(Data shown)
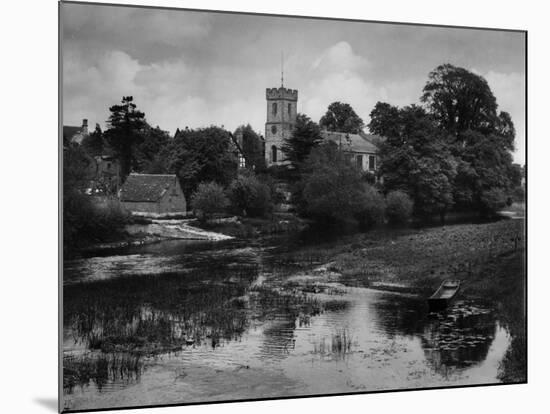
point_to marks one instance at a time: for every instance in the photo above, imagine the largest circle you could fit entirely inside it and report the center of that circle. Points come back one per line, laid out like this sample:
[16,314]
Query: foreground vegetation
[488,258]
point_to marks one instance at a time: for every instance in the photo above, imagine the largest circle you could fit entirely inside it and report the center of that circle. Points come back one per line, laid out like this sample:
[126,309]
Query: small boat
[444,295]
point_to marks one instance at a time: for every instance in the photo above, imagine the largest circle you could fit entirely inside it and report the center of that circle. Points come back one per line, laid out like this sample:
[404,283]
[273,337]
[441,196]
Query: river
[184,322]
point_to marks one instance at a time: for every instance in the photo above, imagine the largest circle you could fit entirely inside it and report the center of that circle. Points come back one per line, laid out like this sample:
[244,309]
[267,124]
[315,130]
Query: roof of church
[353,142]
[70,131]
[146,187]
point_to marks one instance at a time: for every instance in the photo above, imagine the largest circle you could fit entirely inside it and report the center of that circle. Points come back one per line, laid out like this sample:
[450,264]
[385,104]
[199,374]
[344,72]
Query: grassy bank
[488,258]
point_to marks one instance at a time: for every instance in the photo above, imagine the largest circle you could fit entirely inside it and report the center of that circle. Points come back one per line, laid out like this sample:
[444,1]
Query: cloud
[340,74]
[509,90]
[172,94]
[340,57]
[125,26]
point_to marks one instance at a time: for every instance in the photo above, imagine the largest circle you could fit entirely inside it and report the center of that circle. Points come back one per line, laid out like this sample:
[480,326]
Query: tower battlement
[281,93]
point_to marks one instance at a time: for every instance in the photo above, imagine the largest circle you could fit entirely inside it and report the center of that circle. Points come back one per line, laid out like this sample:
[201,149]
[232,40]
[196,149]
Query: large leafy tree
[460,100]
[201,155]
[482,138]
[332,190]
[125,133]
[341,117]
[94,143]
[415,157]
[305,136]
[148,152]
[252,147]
(End Data shown)
What you have to do: Only the pictures are to be left out; everything else in the entries above must be duplicated exactly.

Task response:
point_to marks one instance at a time: for every instance in the photo above, imagine the largest circle you could fit entirely inside it and report the center of that circle. Points come back one per line, laid out like this sample:
[16,314]
Query: foreground vegetation
[488,258]
point_to marks one instance at a time: for every instance in the photo above, imagine the largest circle you could fit entirely inside it and report the center of that circle. Points come back one per line, laid out like this sample:
[126,309]
Query: small boat
[444,295]
point_to marks one instance at a time: for every instance in the photo above, imagine the largest circle you could fit entirely inside it and report the center of that circle. Points come back one per line, laid out like this sample:
[404,283]
[273,337]
[441,196]
Query: river
[184,322]
point_to marks one instance at a time: for every instance in the photo above, imagine the largest circle you could fit entirely inside it and report the center of that circle. Points come back one per line, laid out like this sample:
[244,309]
[267,124]
[315,130]
Query: roof of church
[353,142]
[70,131]
[146,187]
point_to marks one instance at a time: for every instance in the photo above, imagine the largest circle you could fit entirely inside it and report the center of that circle. Points come back one per line, laid out like this sample:
[450,264]
[385,104]
[199,374]
[344,72]
Query: grassy bank
[488,258]
point_to marks one instance at a time: for every instance in the photo above, imagine the largest circle you could fit entirely inside it and report the center of that circle. Points come back one per line, laid out like this sample:
[444,1]
Query: cloud
[340,74]
[509,90]
[172,94]
[340,57]
[125,26]
point_to marks one instance at a time: for every instance in the photo above, imagine the largest circle you could fit entirely inside it and report the center of that circle. Points come back one per line, laid out like this sample:
[480,326]
Query: tower battlement
[281,93]
point_to marks one instance at a time: for every instance in the photo above, imagine the largest circle you could fit entirely inside it and report the center of that circle. Points come back one per line, laid out like this sample:
[201,149]
[232,40]
[196,149]
Query: large leafy tree
[460,100]
[201,155]
[482,138]
[332,190]
[125,133]
[341,117]
[94,143]
[415,157]
[305,136]
[148,152]
[252,147]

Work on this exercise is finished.